WHAT TO DO = List each of the lines below that contains the string "bark".

** BEGIN EXTRACTED INFORMATION **

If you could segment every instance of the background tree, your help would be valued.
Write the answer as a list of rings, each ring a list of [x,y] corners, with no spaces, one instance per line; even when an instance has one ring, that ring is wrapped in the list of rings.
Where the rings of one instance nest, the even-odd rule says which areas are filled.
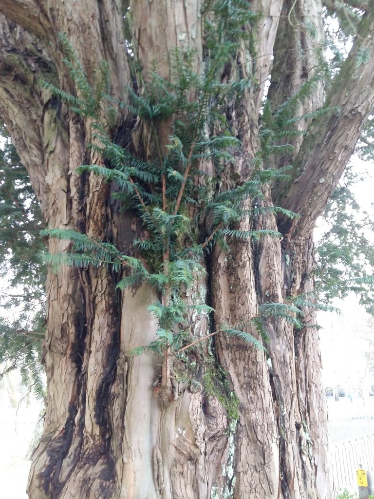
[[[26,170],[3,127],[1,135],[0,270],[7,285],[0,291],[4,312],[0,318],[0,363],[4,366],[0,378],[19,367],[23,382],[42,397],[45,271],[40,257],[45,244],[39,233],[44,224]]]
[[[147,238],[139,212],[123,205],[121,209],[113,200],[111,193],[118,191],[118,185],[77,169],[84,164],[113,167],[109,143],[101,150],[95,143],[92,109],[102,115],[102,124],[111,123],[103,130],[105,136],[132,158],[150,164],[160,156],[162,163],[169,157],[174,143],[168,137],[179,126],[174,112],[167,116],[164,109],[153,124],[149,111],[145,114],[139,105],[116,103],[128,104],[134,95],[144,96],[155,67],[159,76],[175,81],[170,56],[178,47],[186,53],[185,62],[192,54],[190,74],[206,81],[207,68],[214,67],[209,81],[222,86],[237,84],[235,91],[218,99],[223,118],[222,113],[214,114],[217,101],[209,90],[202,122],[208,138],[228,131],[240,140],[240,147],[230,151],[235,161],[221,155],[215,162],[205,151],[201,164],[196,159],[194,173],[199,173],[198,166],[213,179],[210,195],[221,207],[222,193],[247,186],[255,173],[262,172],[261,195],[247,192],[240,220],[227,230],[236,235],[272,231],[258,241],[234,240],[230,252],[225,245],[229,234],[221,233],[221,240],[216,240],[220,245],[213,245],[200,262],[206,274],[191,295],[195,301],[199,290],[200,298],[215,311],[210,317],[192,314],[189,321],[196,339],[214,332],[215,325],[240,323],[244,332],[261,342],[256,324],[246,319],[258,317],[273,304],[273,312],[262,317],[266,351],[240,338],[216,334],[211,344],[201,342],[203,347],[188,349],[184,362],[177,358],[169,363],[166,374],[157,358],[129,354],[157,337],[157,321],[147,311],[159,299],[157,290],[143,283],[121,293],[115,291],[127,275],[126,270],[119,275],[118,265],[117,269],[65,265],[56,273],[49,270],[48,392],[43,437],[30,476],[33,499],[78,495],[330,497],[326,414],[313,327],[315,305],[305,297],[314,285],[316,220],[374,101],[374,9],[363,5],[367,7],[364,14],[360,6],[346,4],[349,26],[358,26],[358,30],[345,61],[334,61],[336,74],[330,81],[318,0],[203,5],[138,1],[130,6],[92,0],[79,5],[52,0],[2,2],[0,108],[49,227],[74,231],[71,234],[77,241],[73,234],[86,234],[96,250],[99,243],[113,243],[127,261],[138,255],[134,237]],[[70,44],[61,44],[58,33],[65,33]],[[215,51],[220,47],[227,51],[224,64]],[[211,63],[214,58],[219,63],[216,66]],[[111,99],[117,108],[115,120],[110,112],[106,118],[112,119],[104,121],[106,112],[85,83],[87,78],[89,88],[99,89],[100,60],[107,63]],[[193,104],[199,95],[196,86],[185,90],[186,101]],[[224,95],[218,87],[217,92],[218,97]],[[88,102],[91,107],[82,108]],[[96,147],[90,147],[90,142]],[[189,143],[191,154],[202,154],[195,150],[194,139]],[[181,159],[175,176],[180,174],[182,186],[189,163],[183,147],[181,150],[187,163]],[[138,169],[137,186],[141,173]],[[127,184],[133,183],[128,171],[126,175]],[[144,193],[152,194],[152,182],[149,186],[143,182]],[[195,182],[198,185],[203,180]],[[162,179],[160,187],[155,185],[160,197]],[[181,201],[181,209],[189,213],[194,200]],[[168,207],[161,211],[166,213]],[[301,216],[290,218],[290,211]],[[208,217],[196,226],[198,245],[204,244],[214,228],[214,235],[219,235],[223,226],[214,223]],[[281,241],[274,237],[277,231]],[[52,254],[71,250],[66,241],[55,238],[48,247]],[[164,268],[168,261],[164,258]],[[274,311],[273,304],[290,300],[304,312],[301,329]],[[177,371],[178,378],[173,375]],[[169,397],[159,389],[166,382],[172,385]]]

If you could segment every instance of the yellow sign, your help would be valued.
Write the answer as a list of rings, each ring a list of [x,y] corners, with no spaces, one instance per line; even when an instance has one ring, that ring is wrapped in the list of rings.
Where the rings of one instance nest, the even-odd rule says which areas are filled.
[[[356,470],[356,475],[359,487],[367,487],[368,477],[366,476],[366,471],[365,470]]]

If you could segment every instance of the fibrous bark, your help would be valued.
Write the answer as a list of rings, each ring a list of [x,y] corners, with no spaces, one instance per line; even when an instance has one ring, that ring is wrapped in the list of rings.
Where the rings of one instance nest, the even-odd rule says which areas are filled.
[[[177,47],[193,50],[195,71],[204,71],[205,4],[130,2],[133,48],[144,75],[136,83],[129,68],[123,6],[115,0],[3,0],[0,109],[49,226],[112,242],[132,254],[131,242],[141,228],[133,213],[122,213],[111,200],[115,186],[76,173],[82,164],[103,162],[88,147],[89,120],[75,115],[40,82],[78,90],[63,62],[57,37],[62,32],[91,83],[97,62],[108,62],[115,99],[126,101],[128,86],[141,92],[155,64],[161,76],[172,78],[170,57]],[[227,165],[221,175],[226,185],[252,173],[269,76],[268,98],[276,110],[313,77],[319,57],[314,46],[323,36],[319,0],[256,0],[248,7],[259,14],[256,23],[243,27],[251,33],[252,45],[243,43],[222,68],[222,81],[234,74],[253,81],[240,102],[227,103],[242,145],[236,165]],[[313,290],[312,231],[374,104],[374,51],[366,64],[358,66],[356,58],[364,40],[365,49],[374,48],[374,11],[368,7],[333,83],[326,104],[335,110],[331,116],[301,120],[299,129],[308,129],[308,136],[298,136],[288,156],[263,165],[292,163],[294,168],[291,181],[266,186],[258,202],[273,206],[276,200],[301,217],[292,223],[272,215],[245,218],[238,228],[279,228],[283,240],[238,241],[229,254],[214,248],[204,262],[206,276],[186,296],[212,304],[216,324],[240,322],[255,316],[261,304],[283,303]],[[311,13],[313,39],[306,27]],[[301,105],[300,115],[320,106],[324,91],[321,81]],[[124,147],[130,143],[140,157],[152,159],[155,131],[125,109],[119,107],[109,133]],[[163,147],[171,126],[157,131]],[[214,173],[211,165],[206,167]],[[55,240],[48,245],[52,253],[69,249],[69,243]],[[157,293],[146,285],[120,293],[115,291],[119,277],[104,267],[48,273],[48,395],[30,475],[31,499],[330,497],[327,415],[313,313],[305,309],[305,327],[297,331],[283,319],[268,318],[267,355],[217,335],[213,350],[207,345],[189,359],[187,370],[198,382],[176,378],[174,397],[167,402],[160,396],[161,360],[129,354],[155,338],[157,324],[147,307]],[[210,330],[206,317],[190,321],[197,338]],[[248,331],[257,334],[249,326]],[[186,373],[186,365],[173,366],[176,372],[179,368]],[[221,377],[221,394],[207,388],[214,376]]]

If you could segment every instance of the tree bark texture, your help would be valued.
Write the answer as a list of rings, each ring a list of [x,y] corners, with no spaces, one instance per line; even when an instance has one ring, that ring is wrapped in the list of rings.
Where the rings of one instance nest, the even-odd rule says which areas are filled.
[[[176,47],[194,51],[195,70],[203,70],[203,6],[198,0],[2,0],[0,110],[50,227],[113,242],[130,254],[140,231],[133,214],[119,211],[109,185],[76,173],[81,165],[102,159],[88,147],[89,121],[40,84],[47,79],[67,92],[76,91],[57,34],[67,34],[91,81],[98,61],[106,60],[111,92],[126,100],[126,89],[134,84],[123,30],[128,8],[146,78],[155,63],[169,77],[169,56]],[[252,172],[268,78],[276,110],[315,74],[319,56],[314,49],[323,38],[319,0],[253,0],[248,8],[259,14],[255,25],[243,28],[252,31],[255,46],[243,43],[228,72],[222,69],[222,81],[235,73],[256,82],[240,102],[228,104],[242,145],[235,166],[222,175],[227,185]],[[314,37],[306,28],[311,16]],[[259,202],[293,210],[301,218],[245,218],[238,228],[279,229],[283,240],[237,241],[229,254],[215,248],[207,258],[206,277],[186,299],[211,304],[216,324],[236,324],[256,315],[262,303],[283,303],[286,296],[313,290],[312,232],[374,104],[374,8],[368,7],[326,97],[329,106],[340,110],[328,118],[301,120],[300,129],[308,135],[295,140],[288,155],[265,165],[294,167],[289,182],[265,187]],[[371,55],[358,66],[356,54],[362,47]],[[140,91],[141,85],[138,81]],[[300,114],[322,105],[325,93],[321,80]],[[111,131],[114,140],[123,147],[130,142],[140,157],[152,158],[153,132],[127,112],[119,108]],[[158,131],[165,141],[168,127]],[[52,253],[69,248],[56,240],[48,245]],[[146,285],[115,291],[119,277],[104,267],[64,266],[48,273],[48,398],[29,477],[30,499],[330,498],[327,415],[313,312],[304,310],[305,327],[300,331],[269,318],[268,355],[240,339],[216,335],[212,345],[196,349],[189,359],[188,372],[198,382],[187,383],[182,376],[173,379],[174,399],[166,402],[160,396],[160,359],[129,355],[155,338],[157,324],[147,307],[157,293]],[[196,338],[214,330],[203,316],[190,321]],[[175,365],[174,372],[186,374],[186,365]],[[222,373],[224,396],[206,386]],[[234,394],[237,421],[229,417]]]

** END EXTRACTED INFORMATION **

WORKED ANSWER =
If you could segment every instance of the fibrous bark, your help would be valued.
If you could segment every instance of the tree bark texture, your help would be valued.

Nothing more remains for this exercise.